◆ **What the exercise asks**:
Up to and including the line that contains "indicate the glass test", repeat each line of the data exactly, starting from the first.

◆ **Exercise data**:

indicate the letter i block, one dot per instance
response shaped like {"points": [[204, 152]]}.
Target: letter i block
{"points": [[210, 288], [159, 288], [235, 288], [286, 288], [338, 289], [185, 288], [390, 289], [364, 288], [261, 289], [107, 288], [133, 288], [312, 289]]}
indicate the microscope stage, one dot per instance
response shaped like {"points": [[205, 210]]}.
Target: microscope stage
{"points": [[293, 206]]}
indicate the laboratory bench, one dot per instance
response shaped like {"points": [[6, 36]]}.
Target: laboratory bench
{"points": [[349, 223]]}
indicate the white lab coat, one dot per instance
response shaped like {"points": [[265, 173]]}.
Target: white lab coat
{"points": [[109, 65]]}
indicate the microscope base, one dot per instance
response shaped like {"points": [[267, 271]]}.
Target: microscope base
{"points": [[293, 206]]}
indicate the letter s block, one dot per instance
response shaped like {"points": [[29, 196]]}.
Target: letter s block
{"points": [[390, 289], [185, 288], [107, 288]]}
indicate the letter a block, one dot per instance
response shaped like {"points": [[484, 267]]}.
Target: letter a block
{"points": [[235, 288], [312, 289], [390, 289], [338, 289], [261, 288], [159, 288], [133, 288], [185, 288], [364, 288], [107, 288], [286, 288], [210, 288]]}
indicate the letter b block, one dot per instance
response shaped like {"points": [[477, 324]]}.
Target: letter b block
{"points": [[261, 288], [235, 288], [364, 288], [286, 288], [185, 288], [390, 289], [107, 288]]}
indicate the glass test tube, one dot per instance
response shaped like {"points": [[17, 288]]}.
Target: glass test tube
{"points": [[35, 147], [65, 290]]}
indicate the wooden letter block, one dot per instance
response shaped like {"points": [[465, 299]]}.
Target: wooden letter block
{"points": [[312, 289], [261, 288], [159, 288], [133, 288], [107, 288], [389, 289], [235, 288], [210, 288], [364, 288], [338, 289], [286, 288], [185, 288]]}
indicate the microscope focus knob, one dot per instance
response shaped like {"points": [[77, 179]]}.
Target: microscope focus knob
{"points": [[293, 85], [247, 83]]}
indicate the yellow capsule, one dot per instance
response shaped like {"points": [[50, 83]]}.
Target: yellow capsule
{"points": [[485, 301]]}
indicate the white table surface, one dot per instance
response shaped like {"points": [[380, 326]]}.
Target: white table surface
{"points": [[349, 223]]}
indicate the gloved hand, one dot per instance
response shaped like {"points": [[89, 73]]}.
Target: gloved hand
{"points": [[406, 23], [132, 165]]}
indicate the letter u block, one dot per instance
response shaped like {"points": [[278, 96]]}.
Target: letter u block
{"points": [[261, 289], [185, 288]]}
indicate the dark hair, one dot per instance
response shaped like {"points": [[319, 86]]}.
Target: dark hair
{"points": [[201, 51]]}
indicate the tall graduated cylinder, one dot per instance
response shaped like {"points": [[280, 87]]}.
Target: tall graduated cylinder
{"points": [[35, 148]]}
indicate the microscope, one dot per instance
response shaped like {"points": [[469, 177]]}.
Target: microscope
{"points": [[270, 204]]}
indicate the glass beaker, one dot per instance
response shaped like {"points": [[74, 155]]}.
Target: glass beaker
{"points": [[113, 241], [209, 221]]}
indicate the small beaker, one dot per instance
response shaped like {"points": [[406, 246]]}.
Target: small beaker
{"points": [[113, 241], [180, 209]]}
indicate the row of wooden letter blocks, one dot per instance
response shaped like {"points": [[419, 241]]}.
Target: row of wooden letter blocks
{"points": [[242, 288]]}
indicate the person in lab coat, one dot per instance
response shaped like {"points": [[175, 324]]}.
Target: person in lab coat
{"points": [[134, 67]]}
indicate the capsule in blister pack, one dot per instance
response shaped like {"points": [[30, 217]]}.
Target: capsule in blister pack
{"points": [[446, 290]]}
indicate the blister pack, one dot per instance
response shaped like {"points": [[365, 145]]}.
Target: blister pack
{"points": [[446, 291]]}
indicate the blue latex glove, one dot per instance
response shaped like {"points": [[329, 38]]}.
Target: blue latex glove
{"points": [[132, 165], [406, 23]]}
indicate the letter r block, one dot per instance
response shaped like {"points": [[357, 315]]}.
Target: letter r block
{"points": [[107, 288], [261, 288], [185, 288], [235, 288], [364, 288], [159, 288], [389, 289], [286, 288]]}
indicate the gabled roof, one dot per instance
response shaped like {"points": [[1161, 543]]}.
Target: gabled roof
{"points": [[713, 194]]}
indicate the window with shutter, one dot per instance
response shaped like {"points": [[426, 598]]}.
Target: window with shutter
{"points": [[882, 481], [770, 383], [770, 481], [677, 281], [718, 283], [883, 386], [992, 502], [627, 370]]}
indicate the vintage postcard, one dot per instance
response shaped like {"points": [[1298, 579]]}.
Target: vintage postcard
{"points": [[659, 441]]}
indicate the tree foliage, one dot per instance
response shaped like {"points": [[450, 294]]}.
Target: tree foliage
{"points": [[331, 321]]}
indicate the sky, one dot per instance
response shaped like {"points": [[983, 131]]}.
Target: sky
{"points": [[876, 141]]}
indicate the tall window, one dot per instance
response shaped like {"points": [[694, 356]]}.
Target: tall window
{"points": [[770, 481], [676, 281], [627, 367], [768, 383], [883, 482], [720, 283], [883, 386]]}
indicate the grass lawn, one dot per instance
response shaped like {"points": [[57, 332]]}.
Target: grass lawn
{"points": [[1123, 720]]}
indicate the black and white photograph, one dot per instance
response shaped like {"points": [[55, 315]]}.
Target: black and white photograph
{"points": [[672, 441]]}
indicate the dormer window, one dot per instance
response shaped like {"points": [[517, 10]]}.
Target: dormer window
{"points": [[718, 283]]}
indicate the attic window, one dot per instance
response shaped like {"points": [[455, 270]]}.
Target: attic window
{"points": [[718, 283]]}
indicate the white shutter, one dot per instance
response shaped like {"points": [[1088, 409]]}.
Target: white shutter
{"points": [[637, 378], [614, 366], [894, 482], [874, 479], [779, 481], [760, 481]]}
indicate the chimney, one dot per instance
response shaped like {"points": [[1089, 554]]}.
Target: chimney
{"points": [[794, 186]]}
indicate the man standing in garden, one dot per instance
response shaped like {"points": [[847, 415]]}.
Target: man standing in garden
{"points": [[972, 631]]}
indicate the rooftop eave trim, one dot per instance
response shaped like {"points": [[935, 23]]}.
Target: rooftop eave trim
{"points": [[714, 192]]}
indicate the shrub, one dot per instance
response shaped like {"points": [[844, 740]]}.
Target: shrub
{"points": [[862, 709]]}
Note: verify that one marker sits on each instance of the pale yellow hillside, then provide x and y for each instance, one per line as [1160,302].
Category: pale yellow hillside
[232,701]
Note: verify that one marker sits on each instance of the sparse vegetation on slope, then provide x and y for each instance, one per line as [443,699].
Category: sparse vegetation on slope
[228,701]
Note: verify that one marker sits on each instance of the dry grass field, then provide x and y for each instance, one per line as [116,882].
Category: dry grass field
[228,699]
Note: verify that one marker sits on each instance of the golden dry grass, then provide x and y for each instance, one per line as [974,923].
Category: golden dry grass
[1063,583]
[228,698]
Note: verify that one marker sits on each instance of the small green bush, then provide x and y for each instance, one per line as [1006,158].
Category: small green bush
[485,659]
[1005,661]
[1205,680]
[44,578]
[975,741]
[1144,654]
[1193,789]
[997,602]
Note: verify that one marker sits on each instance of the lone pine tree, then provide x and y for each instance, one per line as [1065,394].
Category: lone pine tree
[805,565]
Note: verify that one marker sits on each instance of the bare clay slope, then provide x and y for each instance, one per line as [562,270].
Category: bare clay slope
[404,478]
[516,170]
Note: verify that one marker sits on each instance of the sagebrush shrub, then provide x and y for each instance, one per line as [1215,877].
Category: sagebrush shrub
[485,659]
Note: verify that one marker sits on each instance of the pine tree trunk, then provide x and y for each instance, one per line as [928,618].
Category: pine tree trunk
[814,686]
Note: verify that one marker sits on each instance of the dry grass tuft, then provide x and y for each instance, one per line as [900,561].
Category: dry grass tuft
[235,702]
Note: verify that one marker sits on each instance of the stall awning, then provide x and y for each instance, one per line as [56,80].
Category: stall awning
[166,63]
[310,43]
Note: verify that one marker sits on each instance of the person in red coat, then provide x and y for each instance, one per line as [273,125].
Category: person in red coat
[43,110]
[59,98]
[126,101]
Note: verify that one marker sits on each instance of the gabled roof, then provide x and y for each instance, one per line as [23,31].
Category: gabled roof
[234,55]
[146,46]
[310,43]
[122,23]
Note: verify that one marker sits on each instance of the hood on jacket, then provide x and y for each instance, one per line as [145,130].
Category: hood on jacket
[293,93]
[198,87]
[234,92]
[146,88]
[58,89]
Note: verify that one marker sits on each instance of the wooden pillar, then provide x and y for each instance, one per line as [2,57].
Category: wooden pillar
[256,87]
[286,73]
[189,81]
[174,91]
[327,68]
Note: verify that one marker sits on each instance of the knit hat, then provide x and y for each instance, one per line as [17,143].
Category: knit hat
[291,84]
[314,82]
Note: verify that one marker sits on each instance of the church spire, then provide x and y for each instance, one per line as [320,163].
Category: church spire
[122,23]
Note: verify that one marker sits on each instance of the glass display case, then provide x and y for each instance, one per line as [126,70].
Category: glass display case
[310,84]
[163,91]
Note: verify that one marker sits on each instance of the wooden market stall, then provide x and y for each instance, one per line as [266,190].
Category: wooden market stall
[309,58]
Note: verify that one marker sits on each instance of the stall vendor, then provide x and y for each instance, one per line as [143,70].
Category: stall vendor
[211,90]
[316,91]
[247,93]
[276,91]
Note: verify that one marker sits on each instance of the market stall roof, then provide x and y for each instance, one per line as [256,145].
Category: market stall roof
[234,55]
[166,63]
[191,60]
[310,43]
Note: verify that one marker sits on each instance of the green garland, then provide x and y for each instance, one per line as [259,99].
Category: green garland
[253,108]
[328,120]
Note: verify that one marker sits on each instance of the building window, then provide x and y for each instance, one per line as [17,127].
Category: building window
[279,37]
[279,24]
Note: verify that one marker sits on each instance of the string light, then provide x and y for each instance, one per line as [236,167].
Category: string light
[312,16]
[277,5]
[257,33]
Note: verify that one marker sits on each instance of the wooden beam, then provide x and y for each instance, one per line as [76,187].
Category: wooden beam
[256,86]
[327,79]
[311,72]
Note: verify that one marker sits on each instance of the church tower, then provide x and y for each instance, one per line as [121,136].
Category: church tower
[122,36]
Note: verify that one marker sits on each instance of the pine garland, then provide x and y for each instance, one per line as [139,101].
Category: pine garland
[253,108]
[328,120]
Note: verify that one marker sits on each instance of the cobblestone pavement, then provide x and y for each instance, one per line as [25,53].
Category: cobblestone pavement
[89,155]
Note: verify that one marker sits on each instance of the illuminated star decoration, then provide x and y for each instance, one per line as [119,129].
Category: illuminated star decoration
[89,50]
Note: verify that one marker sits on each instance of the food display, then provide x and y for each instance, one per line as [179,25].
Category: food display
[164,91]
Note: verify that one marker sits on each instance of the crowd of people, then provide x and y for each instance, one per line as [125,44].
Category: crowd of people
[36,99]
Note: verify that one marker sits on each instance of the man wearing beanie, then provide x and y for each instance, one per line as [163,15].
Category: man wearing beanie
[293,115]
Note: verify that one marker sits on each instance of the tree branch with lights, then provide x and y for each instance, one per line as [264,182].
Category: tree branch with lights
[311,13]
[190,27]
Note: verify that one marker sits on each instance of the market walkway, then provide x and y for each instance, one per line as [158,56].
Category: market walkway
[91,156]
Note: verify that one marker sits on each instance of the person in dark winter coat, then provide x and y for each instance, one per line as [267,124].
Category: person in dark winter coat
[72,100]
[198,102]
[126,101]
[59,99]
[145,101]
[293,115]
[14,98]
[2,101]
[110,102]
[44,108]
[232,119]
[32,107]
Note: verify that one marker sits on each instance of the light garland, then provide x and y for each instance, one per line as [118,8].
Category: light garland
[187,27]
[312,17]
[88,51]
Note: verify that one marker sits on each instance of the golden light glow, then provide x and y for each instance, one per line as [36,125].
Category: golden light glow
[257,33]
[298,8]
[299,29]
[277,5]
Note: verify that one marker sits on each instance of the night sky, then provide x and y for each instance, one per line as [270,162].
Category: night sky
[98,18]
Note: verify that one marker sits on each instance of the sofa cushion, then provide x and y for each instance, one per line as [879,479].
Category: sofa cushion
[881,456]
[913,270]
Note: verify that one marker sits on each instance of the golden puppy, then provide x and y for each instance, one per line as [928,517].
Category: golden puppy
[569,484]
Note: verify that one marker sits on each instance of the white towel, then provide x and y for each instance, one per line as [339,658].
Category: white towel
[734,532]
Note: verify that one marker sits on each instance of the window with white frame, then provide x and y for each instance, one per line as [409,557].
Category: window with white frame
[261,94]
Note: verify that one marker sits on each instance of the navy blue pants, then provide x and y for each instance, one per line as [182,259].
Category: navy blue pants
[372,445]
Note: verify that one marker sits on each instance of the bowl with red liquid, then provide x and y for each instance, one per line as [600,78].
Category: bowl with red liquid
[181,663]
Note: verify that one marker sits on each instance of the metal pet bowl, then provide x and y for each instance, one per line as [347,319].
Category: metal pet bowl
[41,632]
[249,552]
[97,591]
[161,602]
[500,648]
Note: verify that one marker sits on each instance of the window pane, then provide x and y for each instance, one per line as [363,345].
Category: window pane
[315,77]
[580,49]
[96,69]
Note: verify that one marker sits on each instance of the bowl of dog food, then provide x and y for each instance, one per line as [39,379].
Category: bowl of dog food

◆ **Expected output**:
indicate the letter i block, one dot per instance
response shaped like {"points": [[204, 152]]}.
Target: letter i block
{"points": [[210, 288], [159, 288], [235, 288], [286, 288], [338, 289], [185, 288], [390, 289], [364, 288], [261, 289], [107, 288], [133, 288], [312, 289]]}
indicate the microscope stage, one dot per instance
response shaped like {"points": [[205, 210]]}.
Target: microscope stage
{"points": [[293, 206]]}
indicate the laboratory bench, one dot per instance
response shaped like {"points": [[6, 36]]}.
Target: laboratory bench
{"points": [[349, 223]]}
indicate the white lab coat, one dot per instance
response shaped like {"points": [[265, 173]]}.
Target: white lab coat
{"points": [[109, 65]]}
indicate the microscope base, one dot per instance
response shaped like {"points": [[267, 271]]}.
Target: microscope base
{"points": [[293, 206]]}
indicate the letter s block, one dot per instance
response shaped like {"points": [[29, 196]]}.
Target: letter s block
{"points": [[390, 289], [185, 288], [107, 288]]}
indicate the letter a block, one dot per instance
response shaped like {"points": [[484, 267]]}.
Target: letter a block
{"points": [[235, 288], [312, 289], [390, 289], [338, 289], [261, 288], [159, 288], [133, 288], [185, 288], [364, 288], [107, 288], [286, 288], [210, 288]]}
indicate the letter b block, one dot per instance
response shaped like {"points": [[477, 324]]}.
Target: letter b block
{"points": [[261, 288], [235, 288], [364, 288], [286, 288], [185, 288], [390, 289], [107, 288]]}
indicate the glass test tube, one dot per instance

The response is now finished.